-- Te lezen tekst --
D. NCTS fase 4 54. Het elektronisch indienen van de doorvoeraangifte, met inbegrip van safety en security informatie, zal vanaf 1 juli 2009 door NCTS worden ondersteund voor de B2G toepassing. 55. De gebruikers van de WEB applicatie of van PLDA zullen enkel doorvoeraangiften kunnen insturen zonder safety en security informatie. 56. De safety en security data elementen zijn niet verplicht binnen NCTS. 57. Ook vanaf 1 juli 2009 - maar zonder onmiddellijke impact voor de handel - worden alle doorvoeraangiften met gevoelige goederen doorgezonden aan OLAF en wordt een nieuwe nasporings- en invorderingsmodule in gebruik genomen.
E. EORI 58. Vanaf 01/07/09 is het gebruik van het EORI- nummer verplicht voor NCTS-aangiften. Voor de andere geautomatiseerde aangiften zal het EORI-nummer slechts vanaf 01/09/09 in de aangifte worden opgenomen. Het EORI-nummer is het uniek communautair identificatienummer dat de aangever moet gebruiken om douaneaangiften in te dienen. De informatie betreffende de aanvraag en het gebruik van het EORI-nummer werd medegedeeld met de omzendbrief terzake. 1 Toestand op 1 september 2009 59. Voor wat betreft de elektronische aangiften is het gebruik van het EORI nummer verplicht voor AIS/ICS fase 1 en AES/ECS fase 2 . Het BTW-nummer zal bij uitvoer in vak 44 worden vermeld. 60. Voor de te vermelden buitenlandse identificatienummers op een invoeraangifte verandert er voorlopig niets.
8
61. Om technische redenen verandert er voorlopig ook niets op het vlak van de elektronische summiere aangiften voor tijdelijke opslag ingediend in de zeehavens Antwerpen, Gent en Zeebrugge en de luchthaven Brussel nationaal. 2.Procedure voor verkrijgen van EORI nummer 62. Alle reeds door de douane gekende Belgische bedrijven zullen automatisch geregistreerd worden in EORI. De registratie zal gebeuren op basis van hun KBO nummer. Deze bedrijven zullen hiervan in de loop van de maand juni 2009 per brief op de hoogte worden gesteld. De lijst van de EORI-nummers van de bedrijven die aldus reeds werden geregistreerd zal op de website van de administratie kunnen worden geraadpleegd. 63. Bedrijven die niet automatisch werden geregistreerd zullen zich voor het tijdstip van het indienen van douaneaangiften verplicht moeten registreren bij de cel EORI van het Enig Kantoor der Douane en Accijnzen, met een registratieformulier dat op de website van het MASP (www.masp.belgium.be) ter beschikking is.
F. Aangiften op formulier enig document - noodprocedure 64. Voor de aangifte op formulier enig document valt er, behalve voor wat er voorafgaat, niets meer de signaleren. Het EORI-nummer moet in de vakken 2 of 8 en 14 van de aangifte op enig document worden vermeld. 65. Wanneer de noodprocedures bij uitvoer naar andere landen dan Noorwegen of Zwitserland en de andere EVA-landen worden toegepast moeten begeleidingsdocumenten worden gebruikt waarop de safety en securitygegevens voorkomen of moet een document veiligheid aan de aangifte worden toegevoegd. De aangepaste formulieren zullen door de douane worden gepubliceerd. Hoogachtend.

-- Je opdracht --
Vanaf welke datum moet volgens de tekst het EORI-nummer gebruikt worden voor NCTS-aangiften? Het materiaal hierna komt uit een andere bron dan de tekst.

-- Stukken materiaal --
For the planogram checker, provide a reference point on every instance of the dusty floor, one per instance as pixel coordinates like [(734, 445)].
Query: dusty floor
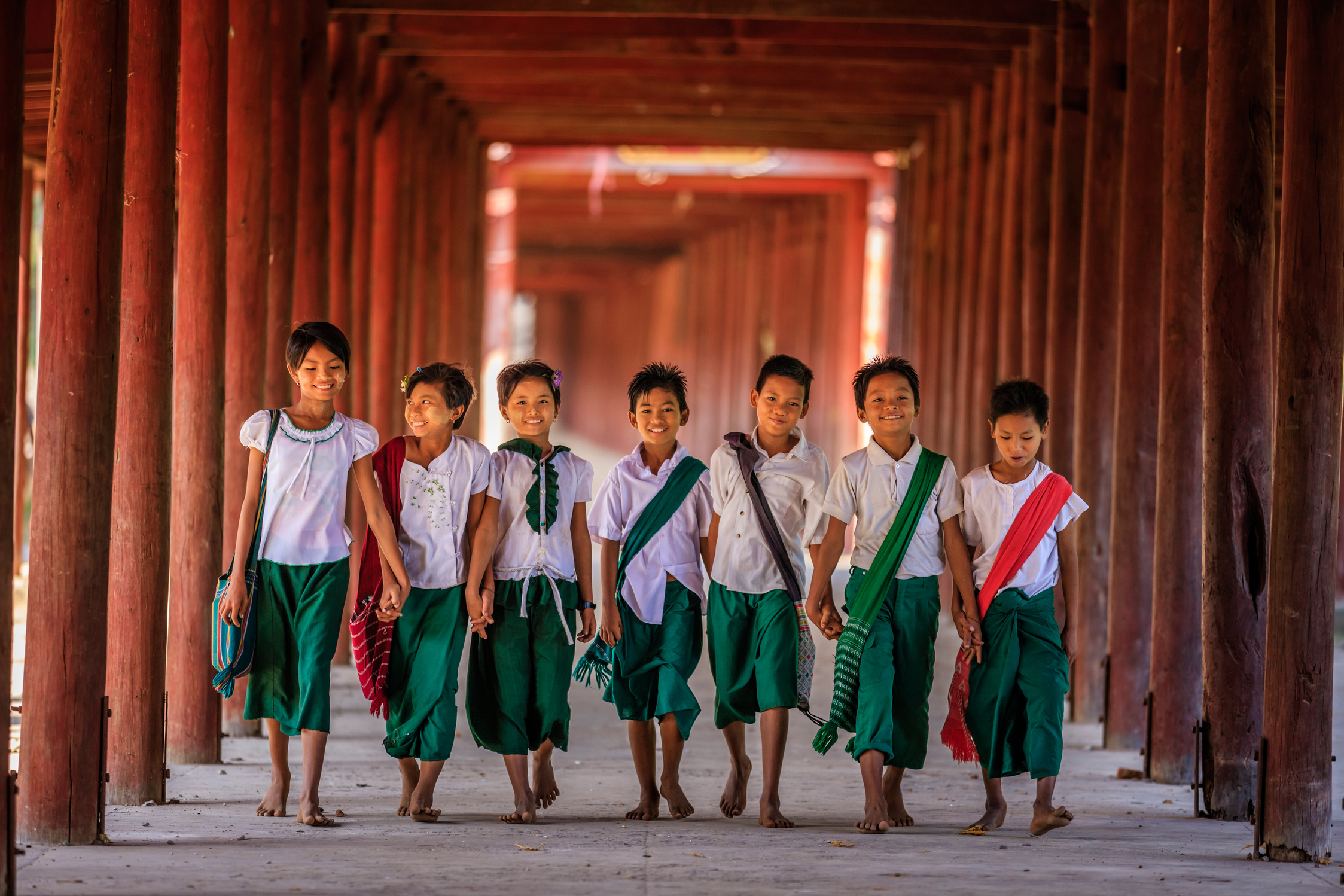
* * *
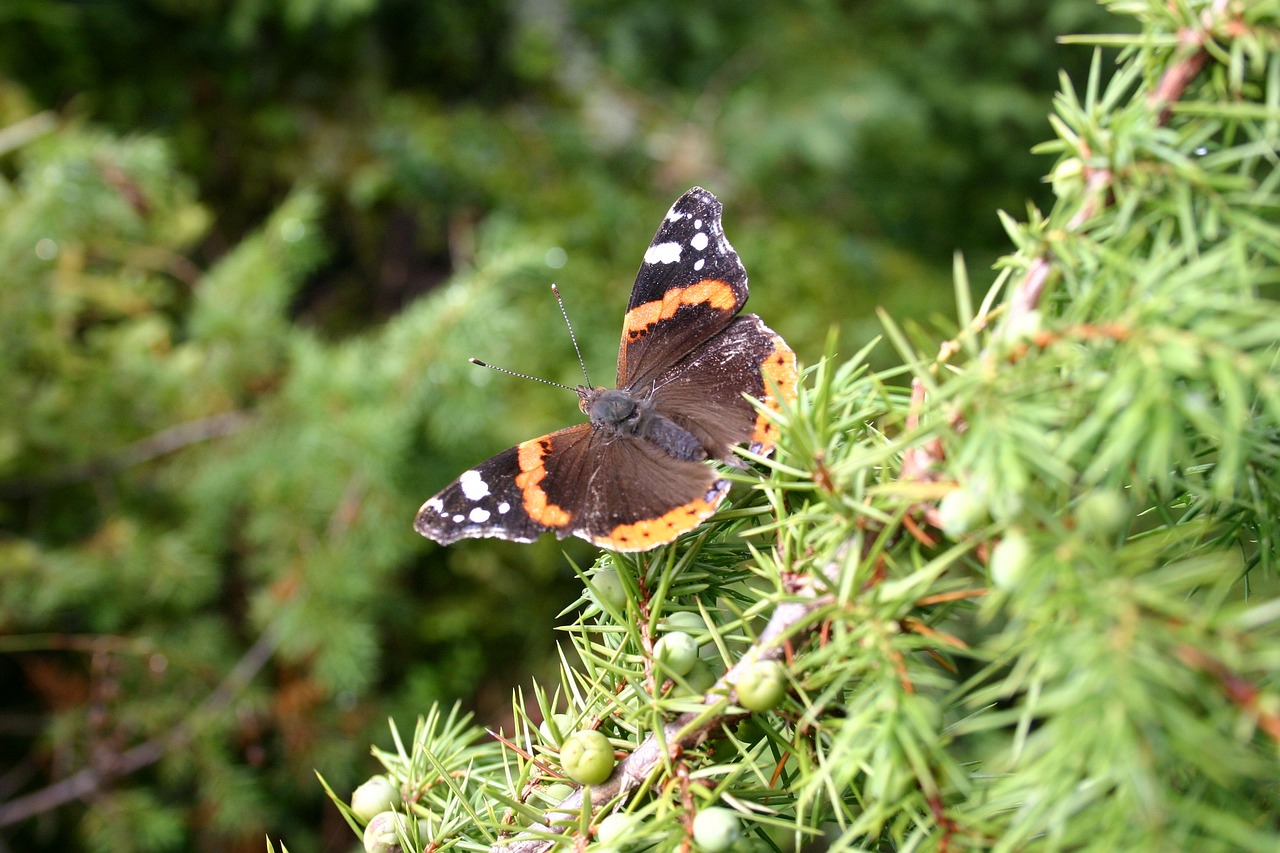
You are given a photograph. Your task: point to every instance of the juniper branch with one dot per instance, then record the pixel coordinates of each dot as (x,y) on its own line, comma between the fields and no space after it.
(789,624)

-- Jouw antwoord --
Vanaf 1 juli 2009.